Pull out each line in the rows below that contains the word "Outlines".

BEGIN Material provided

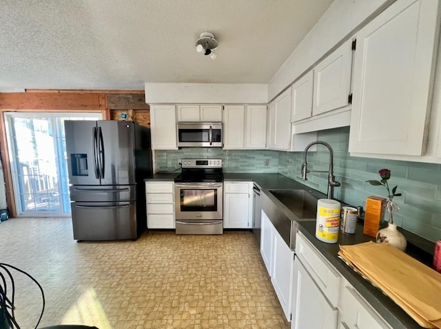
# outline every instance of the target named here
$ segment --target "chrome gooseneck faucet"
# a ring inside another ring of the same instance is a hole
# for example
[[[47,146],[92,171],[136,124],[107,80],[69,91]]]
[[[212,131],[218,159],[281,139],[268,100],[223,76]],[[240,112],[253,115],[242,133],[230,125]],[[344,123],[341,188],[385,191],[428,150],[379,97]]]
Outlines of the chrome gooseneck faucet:
[[[325,170],[309,170],[307,168],[307,163],[306,161],[306,154],[308,152],[308,150],[311,146],[316,144],[321,144],[324,145],[328,150],[329,150],[329,170],[328,171]],[[327,172],[329,174],[328,178],[328,199],[334,198],[334,186],[340,186],[341,184],[336,181],[336,177],[333,173],[334,171],[334,150],[329,144],[323,141],[316,141],[311,143],[309,143],[305,148],[305,152],[303,153],[303,163],[302,164],[302,179],[303,181],[307,181],[308,179],[306,177],[306,174],[307,172]]]

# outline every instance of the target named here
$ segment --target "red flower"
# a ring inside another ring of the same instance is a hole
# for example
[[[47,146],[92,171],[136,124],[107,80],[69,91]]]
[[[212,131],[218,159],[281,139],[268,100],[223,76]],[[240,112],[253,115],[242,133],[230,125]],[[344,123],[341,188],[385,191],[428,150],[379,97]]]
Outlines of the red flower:
[[[391,170],[389,169],[381,169],[378,173],[380,174],[382,179],[389,179],[391,178]]]

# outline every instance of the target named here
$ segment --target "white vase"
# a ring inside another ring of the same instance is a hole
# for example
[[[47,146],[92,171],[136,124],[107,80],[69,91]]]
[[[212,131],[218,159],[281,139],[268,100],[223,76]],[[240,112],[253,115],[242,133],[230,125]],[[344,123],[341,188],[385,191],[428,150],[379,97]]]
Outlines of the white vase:
[[[407,241],[403,235],[397,230],[396,224],[387,224],[387,227],[382,228],[377,233],[377,243],[388,242],[391,246],[404,251]]]

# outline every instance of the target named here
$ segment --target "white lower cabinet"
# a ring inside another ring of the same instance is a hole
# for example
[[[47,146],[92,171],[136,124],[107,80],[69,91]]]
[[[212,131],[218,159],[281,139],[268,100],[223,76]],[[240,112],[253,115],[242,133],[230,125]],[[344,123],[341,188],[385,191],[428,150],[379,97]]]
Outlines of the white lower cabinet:
[[[326,299],[302,262],[294,261],[291,329],[336,329],[338,310]]]
[[[287,319],[291,321],[294,253],[263,210],[260,223],[260,255],[283,312]]]
[[[274,230],[273,274],[271,282],[280,303],[285,316],[291,321],[291,302],[294,271],[294,252]],[[310,327],[313,328],[313,327]]]
[[[224,228],[250,228],[252,182],[224,182]]]
[[[300,232],[291,299],[291,329],[391,329]]]
[[[260,222],[260,255],[263,259],[268,274],[270,277],[273,275],[273,252],[274,250],[274,226],[269,221],[268,216],[262,210]]]
[[[391,329],[346,280],[342,286],[339,329]]]
[[[147,228],[175,228],[174,182],[146,181]]]

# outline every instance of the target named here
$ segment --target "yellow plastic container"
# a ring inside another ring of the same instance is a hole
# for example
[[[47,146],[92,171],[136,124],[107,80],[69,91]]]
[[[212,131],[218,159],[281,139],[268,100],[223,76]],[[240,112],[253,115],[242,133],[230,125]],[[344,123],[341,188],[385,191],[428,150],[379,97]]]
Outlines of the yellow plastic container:
[[[316,237],[327,243],[338,241],[340,230],[340,202],[329,199],[319,199],[317,201]]]

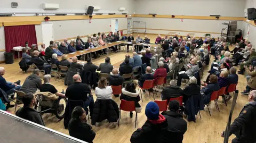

END Material provided

Solved exercise:
Outlines of the chrome gooseneck faucet:
Outlines of the red flower:
Outlines of the white vase:
Outlines of the white lower cabinet:
Outlines of the yellow plastic container:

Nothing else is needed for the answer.